* DIRECTIONS *
Begin at the line holding "Target: blue jeans" and set down exactly each line through the last one below, omitting pictures. Include nothing else.

* ENTRIES SUPPLIED *
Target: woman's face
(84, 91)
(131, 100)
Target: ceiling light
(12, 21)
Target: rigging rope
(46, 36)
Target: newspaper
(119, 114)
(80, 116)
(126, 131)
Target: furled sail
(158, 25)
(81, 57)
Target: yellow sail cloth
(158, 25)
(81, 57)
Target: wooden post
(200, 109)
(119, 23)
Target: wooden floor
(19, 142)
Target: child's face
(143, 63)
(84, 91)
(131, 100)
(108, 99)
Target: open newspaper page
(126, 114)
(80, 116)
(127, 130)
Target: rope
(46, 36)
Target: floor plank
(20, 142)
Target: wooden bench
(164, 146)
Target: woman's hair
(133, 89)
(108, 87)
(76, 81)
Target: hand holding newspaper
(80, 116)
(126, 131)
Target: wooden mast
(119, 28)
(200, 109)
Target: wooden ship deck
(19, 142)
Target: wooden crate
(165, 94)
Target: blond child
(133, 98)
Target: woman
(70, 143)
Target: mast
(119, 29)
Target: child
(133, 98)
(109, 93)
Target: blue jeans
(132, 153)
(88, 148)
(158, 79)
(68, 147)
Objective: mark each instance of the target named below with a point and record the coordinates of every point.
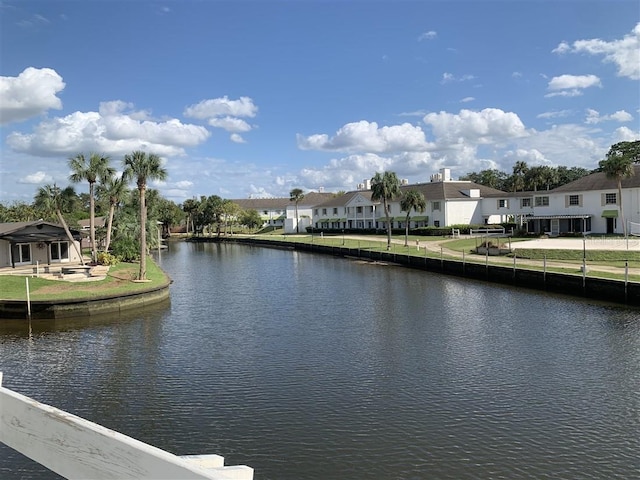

* RESPONSE AREA *
Target: blue jeans
(132, 153)
(88, 148)
(158, 79)
(68, 147)
Objective: mark each instance of the target named below with a point and record the coordinates of every point.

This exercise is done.